Perth-based farm consultant Shane Sander of Agvise Management Consultants says the price of wheat was the one highlight, underpinned by the significant volumes transhipped from WA to the eastern states for feed.
He said strong demand from eastern Australia and greatly reduced production out of WA saw prices strengthen later in the season. While not quite at the peaks of the 2018 harvest prices were generally at decile nine levels or greater. Spreads from milling grades to feed tightened with discounts to the lesser grades, nominal.
WA normally exports most of its grain, but Sander said for much of the harvest the WA crop was too expensive to compete at an international price level, with the eastern states market driving the price. Normally net exporters of wheat, Queensland and New South Wales crops were badly affected by drought, requiring wheat to be shipped in to meet the demands of intensive livestock producers.
Barley prices, particularly feed, were not as well-supported as wheat values. Canola values strengthened, influenced by a tight European Union balance sheet, he said.

[Named object pointing items]
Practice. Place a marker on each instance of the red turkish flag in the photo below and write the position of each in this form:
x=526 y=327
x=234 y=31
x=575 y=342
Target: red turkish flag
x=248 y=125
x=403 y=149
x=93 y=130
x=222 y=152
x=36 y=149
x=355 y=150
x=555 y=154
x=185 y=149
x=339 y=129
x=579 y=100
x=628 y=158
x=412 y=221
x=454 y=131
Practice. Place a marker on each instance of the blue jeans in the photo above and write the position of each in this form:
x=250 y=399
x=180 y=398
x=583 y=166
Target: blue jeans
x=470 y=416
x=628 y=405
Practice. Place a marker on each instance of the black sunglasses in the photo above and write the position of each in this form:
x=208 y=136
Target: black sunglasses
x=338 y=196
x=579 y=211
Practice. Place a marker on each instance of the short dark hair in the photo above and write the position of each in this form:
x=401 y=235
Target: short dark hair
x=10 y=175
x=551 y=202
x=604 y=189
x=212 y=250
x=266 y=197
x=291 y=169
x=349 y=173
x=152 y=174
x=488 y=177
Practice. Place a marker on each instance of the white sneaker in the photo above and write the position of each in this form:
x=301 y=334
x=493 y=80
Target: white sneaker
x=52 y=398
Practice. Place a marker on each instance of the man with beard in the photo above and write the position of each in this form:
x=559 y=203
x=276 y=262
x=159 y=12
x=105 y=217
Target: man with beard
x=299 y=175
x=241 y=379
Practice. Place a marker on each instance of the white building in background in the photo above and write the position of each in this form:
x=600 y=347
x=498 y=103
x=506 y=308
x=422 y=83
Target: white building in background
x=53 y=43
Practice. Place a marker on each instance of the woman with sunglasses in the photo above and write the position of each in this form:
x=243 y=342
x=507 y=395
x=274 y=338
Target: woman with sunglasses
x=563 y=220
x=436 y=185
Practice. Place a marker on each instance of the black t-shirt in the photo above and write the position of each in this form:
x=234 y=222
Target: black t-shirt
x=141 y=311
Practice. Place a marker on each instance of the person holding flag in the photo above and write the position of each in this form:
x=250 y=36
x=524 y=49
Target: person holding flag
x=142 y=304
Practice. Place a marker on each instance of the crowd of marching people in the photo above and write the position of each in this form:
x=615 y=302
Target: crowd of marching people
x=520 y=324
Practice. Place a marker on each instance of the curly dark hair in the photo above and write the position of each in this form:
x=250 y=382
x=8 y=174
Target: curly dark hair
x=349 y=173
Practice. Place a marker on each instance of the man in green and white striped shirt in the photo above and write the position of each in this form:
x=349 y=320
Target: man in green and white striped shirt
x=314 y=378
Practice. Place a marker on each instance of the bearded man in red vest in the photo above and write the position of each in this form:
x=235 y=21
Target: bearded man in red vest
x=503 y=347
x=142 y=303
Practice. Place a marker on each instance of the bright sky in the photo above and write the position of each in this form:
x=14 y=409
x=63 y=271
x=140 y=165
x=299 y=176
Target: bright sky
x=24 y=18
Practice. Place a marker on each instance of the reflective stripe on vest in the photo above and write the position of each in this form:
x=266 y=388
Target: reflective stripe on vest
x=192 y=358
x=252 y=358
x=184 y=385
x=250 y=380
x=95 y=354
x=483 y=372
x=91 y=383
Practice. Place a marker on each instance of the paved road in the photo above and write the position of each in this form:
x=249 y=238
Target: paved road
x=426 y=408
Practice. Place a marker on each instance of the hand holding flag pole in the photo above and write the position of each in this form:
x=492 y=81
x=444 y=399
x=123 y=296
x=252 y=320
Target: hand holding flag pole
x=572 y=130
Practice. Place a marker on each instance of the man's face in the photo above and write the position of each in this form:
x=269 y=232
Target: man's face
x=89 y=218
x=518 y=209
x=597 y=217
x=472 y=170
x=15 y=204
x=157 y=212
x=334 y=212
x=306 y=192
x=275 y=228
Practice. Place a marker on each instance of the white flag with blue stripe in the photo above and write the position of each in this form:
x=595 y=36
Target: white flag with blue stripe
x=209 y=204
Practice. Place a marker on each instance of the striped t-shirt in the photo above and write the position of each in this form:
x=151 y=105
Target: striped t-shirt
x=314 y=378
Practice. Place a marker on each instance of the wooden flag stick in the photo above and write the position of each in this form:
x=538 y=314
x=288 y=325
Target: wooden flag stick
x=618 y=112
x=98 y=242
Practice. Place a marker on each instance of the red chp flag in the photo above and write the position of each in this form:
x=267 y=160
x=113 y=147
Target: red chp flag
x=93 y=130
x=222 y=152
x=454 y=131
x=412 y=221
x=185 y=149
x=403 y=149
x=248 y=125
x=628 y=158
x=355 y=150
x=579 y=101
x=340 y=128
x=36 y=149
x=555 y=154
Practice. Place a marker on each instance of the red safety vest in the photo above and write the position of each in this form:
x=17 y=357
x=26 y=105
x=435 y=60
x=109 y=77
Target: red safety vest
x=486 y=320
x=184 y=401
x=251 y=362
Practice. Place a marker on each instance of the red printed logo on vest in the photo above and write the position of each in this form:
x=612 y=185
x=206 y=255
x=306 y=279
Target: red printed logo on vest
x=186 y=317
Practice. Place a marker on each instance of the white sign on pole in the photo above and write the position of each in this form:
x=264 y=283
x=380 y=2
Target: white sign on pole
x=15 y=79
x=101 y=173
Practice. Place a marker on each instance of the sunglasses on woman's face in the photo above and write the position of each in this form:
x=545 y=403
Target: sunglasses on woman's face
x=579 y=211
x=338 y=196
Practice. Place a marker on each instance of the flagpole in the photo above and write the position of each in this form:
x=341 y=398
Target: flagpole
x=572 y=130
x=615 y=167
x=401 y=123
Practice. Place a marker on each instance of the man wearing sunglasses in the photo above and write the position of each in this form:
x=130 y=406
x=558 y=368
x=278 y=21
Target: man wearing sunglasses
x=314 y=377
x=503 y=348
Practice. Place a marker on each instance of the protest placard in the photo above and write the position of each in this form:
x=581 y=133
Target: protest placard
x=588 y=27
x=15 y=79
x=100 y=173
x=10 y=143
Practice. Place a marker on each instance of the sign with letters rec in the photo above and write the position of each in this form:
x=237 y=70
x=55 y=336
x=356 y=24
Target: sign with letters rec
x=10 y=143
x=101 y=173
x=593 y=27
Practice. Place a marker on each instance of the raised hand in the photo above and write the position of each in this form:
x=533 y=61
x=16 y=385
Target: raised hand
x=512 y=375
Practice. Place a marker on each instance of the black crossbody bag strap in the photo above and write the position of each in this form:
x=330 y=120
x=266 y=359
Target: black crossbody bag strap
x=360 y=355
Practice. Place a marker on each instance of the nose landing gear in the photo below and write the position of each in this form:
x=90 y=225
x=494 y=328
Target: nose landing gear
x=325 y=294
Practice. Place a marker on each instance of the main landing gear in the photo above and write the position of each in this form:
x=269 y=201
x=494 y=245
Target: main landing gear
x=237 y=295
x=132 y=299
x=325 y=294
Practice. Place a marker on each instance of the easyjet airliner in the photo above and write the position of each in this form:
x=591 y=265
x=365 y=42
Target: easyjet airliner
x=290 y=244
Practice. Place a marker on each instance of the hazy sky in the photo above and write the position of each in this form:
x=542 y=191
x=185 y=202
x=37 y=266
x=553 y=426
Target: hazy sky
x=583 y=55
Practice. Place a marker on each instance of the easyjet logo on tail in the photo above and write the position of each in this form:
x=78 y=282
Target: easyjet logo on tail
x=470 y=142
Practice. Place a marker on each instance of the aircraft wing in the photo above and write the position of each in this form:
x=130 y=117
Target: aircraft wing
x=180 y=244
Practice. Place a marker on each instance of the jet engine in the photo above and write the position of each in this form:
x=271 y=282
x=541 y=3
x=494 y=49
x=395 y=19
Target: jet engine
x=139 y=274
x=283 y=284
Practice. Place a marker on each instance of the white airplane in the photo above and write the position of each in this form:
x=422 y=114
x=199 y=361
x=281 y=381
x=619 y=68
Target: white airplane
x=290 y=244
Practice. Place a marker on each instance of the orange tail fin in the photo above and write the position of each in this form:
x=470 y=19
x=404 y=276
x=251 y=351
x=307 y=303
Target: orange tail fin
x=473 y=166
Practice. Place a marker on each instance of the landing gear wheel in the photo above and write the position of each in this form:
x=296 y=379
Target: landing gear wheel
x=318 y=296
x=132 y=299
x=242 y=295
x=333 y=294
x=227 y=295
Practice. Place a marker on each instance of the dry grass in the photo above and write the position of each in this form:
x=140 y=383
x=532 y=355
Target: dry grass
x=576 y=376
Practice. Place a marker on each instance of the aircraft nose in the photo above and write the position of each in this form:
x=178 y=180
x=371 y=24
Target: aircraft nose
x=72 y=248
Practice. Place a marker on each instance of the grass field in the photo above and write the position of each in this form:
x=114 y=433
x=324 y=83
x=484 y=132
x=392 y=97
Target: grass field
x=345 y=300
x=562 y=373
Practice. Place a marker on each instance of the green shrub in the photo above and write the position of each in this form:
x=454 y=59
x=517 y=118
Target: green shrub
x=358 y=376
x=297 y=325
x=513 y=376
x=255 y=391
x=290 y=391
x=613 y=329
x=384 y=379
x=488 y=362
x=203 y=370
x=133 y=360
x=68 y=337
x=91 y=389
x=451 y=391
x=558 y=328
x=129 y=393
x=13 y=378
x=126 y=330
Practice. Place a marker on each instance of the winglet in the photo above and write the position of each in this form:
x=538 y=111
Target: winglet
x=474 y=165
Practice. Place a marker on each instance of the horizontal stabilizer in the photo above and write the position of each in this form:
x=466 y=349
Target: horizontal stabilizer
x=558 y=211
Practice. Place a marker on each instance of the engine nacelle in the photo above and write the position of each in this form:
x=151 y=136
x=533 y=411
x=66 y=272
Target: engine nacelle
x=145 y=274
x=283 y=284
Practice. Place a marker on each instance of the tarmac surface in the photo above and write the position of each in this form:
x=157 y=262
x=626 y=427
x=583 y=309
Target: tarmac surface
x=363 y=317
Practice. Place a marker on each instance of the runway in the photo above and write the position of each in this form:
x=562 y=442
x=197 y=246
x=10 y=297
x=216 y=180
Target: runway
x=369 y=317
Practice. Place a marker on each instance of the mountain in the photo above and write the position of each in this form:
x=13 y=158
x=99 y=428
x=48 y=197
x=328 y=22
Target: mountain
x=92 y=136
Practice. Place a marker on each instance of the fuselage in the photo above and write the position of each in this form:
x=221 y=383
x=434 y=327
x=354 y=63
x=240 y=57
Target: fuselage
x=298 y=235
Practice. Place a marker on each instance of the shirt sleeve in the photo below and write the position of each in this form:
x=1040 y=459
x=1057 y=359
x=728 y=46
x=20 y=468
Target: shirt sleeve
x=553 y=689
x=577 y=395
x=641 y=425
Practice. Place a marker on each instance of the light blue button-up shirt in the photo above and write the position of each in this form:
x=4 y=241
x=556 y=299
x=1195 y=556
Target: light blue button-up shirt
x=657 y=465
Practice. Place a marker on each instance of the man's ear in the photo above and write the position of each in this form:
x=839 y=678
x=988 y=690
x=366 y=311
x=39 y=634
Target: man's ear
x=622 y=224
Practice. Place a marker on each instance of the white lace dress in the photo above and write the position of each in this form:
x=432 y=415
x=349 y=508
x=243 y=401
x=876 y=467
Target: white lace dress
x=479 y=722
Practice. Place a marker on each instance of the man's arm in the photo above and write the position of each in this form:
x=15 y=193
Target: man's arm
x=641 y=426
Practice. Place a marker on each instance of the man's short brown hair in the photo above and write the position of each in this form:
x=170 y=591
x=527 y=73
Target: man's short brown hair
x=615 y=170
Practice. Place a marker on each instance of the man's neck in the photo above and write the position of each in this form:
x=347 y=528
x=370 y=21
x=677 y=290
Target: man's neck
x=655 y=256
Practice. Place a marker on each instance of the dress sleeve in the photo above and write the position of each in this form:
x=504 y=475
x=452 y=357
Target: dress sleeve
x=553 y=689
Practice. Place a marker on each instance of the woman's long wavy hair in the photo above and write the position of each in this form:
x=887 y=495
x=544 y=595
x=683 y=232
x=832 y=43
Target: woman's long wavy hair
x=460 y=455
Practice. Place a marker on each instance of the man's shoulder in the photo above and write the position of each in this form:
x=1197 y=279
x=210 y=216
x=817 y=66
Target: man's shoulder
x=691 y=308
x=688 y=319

To be done:
Could you quote the passage on grain prices word for word, from "WA normally exports" up to and including "intensive livestock producers."?

Reply:
WA normally exports most of its grain, but Sander said for much of the harvest the WA crop was too expensive to compete at an international price level, with the eastern states market driving the price. Normally net exporters of wheat, Queensland and New South Wales crops were badly affected by drought, requiring wheat to be shipped in to meet the demands of intensive livestock producers.